PROBLEMA A RESOLVER — Reproduza sem nenhuma alteração, nos dados abaixo, o trecho que vai da linha que contém "For the dataset, tag each instance of the player's elbow" até a linha que contém "Query: player's elbow", incluindo as duas.

▼▼▼

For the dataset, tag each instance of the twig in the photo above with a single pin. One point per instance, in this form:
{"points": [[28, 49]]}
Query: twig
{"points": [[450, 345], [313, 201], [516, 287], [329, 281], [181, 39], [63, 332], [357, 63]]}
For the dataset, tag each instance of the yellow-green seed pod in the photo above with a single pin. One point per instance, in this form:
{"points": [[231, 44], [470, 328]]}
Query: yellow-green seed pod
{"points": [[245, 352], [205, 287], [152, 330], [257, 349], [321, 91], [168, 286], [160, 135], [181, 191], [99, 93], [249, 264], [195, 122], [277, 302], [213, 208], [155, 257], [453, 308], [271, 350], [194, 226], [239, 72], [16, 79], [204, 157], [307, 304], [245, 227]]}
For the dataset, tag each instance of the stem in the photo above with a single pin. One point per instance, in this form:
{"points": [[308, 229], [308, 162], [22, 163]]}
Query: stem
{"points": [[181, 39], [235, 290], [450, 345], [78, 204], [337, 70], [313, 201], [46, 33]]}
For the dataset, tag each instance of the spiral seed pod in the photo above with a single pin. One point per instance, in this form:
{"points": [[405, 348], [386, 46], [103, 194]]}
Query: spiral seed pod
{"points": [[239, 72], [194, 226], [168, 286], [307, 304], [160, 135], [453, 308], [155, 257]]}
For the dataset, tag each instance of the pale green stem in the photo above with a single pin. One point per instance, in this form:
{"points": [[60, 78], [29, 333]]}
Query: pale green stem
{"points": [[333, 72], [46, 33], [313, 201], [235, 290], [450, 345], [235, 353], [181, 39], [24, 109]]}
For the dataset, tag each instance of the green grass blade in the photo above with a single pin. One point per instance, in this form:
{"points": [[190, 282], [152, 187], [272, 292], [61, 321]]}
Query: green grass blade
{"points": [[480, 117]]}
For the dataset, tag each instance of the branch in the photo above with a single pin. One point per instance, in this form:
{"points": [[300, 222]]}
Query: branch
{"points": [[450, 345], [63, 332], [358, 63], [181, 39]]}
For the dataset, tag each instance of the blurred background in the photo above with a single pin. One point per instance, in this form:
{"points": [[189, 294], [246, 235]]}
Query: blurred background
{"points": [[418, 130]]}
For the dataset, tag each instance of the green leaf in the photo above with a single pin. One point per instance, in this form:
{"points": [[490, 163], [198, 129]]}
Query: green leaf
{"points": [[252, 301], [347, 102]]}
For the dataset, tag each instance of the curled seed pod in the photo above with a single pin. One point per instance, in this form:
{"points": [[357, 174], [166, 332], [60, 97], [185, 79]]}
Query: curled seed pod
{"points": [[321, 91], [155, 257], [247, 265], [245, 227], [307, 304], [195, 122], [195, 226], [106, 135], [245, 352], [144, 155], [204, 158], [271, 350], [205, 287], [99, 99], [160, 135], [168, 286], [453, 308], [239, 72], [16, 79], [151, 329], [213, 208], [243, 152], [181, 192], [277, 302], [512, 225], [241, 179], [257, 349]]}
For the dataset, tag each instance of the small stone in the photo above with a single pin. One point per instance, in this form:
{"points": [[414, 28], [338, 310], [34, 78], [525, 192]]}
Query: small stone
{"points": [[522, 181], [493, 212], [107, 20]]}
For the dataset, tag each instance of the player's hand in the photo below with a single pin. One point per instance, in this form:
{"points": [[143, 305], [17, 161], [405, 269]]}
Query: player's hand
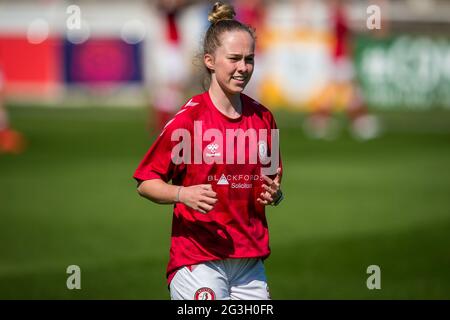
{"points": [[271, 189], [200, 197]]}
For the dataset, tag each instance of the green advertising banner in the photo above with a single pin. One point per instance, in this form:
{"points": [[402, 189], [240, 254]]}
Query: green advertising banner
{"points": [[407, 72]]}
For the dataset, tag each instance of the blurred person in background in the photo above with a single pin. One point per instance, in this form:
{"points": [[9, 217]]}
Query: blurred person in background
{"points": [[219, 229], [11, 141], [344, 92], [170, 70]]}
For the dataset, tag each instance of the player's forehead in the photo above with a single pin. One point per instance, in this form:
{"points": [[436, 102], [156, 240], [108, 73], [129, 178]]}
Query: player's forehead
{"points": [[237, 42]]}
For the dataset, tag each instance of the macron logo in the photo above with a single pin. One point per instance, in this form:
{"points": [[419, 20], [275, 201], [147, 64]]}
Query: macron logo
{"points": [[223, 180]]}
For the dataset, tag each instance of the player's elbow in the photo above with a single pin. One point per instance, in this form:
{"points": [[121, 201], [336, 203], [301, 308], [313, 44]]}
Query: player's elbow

▲▲▲
▼▼▼

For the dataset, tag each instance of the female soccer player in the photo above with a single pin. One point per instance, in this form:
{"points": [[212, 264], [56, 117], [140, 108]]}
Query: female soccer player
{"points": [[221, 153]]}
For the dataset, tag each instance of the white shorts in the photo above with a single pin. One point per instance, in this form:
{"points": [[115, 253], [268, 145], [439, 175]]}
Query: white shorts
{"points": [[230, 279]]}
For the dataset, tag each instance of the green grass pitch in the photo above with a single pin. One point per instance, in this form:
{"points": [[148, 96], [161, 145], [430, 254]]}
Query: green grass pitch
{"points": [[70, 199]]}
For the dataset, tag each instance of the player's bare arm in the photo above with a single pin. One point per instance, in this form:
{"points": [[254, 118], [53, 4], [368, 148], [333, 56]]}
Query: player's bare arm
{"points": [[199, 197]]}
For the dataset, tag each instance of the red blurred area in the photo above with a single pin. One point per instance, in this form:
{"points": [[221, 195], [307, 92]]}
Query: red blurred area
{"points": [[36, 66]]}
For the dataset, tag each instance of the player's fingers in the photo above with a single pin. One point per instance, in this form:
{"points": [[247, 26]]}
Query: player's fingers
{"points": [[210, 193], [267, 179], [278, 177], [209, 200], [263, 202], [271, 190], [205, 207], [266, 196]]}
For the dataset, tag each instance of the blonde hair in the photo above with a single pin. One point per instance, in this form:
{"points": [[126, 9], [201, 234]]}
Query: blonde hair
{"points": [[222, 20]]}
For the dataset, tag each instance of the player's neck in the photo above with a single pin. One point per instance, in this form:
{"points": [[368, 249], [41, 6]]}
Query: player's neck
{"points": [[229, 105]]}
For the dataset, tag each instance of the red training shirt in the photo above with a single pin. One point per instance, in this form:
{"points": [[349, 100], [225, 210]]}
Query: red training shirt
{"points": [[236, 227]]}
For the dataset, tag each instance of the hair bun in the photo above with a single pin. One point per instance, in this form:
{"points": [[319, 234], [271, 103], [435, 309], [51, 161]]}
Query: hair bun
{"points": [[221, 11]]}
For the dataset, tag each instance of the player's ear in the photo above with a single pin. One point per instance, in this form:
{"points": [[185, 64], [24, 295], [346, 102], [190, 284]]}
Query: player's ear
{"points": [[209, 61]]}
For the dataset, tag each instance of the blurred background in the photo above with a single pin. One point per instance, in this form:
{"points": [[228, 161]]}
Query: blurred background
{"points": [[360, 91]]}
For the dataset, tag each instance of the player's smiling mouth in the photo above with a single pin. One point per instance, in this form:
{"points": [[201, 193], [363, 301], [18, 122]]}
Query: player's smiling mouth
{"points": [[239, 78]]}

▲▲▲

RESULTADO DA TAREFA —
For the dataset, tag each instance of the player's elbow in the photo above with a single pin. One point per instance, in this form:
{"points": [[121, 201], [336, 203], [301, 308], [313, 44]]}
Query: player's elbow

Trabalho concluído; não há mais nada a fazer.